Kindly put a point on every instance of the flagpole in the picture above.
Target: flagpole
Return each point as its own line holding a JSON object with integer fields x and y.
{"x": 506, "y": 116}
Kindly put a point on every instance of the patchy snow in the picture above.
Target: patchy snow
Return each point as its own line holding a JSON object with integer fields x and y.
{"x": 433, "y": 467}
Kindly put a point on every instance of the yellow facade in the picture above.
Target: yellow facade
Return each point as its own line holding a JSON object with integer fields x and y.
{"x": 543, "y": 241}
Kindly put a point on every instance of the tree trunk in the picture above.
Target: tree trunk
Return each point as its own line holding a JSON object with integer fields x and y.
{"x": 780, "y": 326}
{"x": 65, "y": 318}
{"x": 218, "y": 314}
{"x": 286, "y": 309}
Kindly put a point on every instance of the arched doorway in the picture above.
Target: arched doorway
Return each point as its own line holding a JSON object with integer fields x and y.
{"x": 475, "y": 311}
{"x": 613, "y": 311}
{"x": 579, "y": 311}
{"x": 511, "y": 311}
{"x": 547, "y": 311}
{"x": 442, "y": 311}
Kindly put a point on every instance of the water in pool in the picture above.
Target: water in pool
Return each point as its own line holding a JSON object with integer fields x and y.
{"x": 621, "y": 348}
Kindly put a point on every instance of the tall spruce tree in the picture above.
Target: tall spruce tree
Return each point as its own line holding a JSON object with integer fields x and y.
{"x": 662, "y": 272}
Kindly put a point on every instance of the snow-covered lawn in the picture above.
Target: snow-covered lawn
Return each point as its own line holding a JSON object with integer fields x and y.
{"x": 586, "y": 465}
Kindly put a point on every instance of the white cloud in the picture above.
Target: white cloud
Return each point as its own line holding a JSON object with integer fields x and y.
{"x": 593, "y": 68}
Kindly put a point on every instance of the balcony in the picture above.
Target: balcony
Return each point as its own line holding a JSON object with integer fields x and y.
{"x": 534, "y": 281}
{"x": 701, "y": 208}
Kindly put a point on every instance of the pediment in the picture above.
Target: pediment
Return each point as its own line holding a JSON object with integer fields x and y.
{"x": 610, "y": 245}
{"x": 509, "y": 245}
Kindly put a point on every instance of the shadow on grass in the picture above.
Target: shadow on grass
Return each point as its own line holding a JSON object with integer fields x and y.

To do
Reproduce all of the records above word for word, with no changes.

Task result
Kindly put a point on every instance of the flagpole in the picture above.
Target: flagpole
Return each point as its own line holding a JSON object with integer fields x and y.
{"x": 506, "y": 116}
Kindly put a point on every instance of the patchy snow in the picture above.
Target: patchy snow
Return each point as its own line holding a JSON object with integer fields x and y.
{"x": 433, "y": 467}
Kindly put a point on every instance of the yellow facade in the picture above.
Target: yellow facade
Return each point as its own line holding a JSON object with integer fields x and y.
{"x": 543, "y": 241}
Kindly put a point on every instance of the tree trunk in the picture above.
Target: tree trunk
Return each point as its own line holding a JSON object with integer fields x and y.
{"x": 780, "y": 326}
{"x": 65, "y": 318}
{"x": 218, "y": 314}
{"x": 286, "y": 309}
Kindly put a point on every instance of the arched doorway in the picture above.
Target: arched doorway
Return each point as its own line holding a JSON object with integer fields x and y.
{"x": 475, "y": 311}
{"x": 613, "y": 311}
{"x": 579, "y": 311}
{"x": 511, "y": 311}
{"x": 547, "y": 311}
{"x": 442, "y": 311}
Kindly put a point on every instance of the water in pool in the picture above.
Target: water in pool
Return each point as its own line holding a JSON object with integer fields x and y.
{"x": 621, "y": 348}
Kindly put a point on every instance of the tall spruce tree in the picture above.
Target: tall spruce tree
Return each point as its own line holding a JSON object with integer fields x and y.
{"x": 662, "y": 272}
Kindly put a point on every instance of the snow-covered lawn in the picture above.
Target: snow-covered lawn
Return each point as its own line holding a JSON object with integer fields x and y.
{"x": 586, "y": 465}
Kindly put a point on every instance of the white cloud in the picture above.
Target: white cloud
Return each point as its own line holding a JSON object with integer fields x and y.
{"x": 593, "y": 68}
Kindly put a point on every instance of the balcony in the picture above.
Target: balcony
Return each point as its own line holding a JSON object with integer fields x and y.
{"x": 534, "y": 281}
{"x": 701, "y": 208}
Kindly put a point on every instance of the pediment in the picture above.
Target: pediment
Return each point as its own line holding a JSON object with integer fields x and y.
{"x": 610, "y": 245}
{"x": 509, "y": 245}
Kindly put a point on every instance of the shadow on grass in the picture above.
Target: shadow on grass
Return each point as its own line holding a JSON object with integer fields x and y.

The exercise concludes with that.